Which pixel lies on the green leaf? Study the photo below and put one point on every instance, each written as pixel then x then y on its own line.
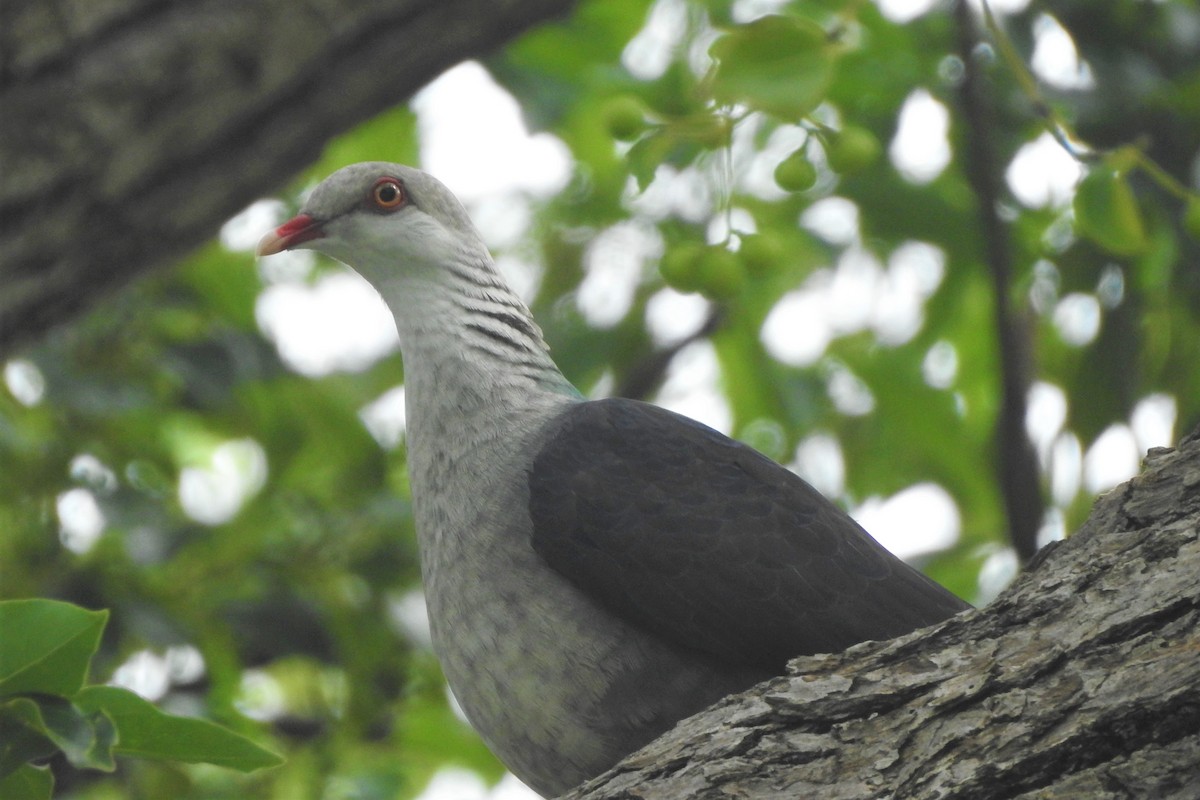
pixel 145 732
pixel 778 65
pixel 28 783
pixel 22 735
pixel 1107 212
pixel 31 723
pixel 47 645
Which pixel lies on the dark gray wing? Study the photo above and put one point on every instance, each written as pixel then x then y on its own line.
pixel 711 545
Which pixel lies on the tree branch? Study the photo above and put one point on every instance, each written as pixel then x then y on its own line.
pixel 1079 681
pixel 131 132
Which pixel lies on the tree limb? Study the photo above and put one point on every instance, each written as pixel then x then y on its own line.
pixel 1080 681
pixel 132 131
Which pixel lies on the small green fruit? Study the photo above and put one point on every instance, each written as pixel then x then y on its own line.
pixel 761 253
pixel 624 118
pixel 852 149
pixel 721 274
pixel 796 173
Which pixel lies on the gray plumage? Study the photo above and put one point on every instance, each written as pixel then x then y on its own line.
pixel 594 571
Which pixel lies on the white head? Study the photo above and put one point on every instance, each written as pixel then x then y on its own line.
pixel 382 220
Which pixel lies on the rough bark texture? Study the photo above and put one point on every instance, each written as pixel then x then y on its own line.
pixel 132 128
pixel 1083 680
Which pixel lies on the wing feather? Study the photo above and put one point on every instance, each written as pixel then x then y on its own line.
pixel 708 543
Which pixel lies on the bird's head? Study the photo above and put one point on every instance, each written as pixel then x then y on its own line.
pixel 381 218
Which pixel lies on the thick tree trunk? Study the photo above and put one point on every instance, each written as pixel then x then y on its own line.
pixel 130 130
pixel 1083 680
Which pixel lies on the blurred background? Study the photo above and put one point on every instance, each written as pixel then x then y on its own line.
pixel 216 453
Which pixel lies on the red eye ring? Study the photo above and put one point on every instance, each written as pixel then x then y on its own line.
pixel 388 193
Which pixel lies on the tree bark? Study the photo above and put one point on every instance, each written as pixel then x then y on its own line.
pixel 132 128
pixel 1081 680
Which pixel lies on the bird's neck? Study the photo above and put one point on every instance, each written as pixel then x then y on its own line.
pixel 475 364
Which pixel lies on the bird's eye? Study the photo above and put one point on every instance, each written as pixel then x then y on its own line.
pixel 388 193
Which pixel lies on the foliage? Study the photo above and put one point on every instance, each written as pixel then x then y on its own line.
pixel 291 597
pixel 46 709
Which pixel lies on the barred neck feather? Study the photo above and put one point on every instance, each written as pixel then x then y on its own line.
pixel 463 330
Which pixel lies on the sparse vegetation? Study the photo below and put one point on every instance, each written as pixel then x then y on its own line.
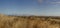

==================================================

- Exercise -
Only those lines from the one containing "Which pixel lies on the rough" to the end of the material above, retyped exactly and without pictures, belong in your reply.

- Exercise answer -
Which pixel lies on the rough bark texture? Study the photo above and put one point on every instance, each written as pixel then x then y on its own line.
pixel 132 128
pixel 1083 680
Which pixel lies on the wing feather? Study the photo above and put one point on every instance, each written as pixel then x then y on its own line.
pixel 708 543
Which pixel lies on the bird's head? Study the photo above and put one point on every instance, each written as pixel then x then y on its own line.
pixel 381 218
Which pixel lies on the thick tree trunk? Study the photo above and put one point on every instance, each written as pixel then x then y on its own line.
pixel 130 130
pixel 1083 680
Which pixel lies on the blurred background? Study the photo above and put one point on every instance, each written as pixel then x then y on its own line.
pixel 216 453
Which pixel lies on the red eye ring? Study the photo above and put one point on every instance, each written as pixel then x then y on its own line.
pixel 388 193
Which pixel lies on the tree bark? Study the photo above and put one point on every instance, each written as pixel then x then y on its own line.
pixel 132 128
pixel 1081 680
Which pixel lies on the bird's neck? Study the photo above and put one point on every instance, each written as pixel then x then y on its own line.
pixel 475 364
Which pixel lies on the bird's eye? Study the photo above and put one point on every instance, each written as pixel then x then y on its own line.
pixel 388 193
Which pixel lies on the foliage? Study the photo above and put one point on every instance, each written as pixel then x then y on its own line.
pixel 291 597
pixel 46 709
Which pixel lies on the barred neck feather? Study the photo above and put one point on every instance, each written as pixel then x then y on its own line.
pixel 463 330
Which pixel lies on the sparse vegetation? Study the photo below and put one point on every instance, each written as pixel then x then y on its own line.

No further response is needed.